** Information shown **

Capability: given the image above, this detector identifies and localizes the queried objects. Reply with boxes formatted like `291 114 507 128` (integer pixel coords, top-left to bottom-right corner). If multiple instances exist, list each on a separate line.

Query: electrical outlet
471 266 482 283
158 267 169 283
...
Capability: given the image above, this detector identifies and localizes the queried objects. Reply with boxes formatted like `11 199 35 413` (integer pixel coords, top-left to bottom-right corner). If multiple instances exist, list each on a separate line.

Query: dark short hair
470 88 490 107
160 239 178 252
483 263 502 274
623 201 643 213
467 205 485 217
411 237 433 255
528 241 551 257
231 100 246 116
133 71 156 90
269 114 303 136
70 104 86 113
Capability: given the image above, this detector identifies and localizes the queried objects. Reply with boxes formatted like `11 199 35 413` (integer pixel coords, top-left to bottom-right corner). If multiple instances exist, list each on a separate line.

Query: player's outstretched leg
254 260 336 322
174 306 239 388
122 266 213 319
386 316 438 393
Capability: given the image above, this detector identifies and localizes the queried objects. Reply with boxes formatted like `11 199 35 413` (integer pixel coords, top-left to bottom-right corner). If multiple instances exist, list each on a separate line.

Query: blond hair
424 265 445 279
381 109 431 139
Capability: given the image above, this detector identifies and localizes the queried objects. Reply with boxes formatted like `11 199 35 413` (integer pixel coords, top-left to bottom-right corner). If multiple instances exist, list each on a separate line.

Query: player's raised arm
--
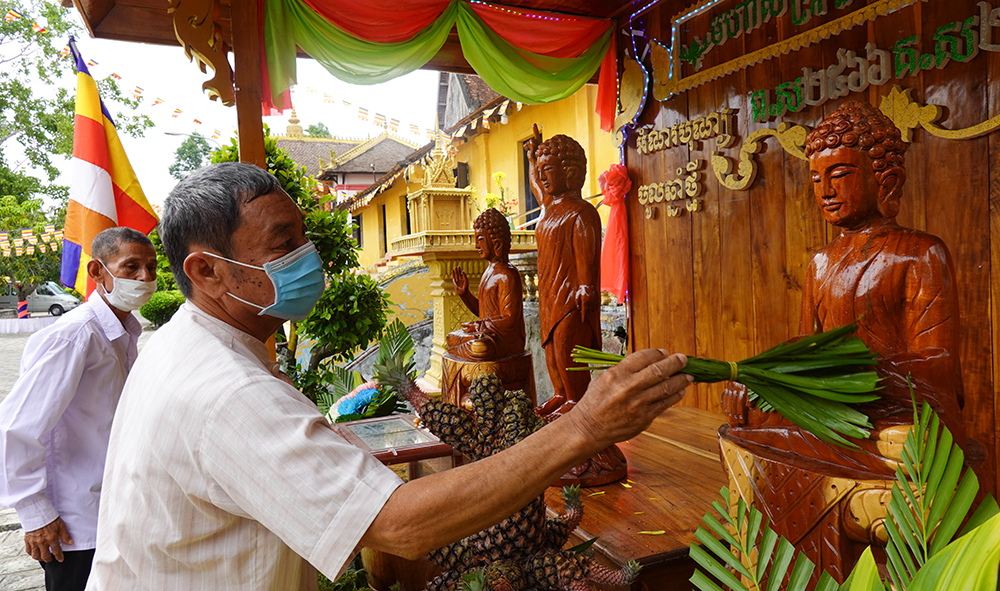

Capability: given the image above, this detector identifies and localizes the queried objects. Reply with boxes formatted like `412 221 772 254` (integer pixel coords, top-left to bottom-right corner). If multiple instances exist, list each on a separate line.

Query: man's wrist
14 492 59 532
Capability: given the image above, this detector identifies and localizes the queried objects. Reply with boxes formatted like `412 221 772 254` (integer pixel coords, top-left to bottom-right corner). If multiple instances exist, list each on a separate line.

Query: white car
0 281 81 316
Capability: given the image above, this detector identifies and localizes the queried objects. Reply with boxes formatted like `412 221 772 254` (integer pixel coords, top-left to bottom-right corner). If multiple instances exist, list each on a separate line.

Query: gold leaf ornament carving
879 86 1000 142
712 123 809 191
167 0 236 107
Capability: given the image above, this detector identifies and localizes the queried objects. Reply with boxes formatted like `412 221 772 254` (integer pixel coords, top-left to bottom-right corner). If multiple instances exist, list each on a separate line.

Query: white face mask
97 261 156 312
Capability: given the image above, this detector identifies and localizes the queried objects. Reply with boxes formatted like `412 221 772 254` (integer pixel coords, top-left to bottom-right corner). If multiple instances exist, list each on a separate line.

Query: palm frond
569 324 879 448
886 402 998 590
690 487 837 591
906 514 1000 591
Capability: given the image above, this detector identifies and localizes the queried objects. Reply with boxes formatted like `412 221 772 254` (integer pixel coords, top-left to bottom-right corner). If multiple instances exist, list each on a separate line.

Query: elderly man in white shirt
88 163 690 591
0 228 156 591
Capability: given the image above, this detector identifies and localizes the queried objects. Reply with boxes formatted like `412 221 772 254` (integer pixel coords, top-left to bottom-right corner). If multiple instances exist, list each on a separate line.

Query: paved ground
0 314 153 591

** Given request **
Report how many lines of the material above contain the word "player". Give only the number.

** Completed task **
2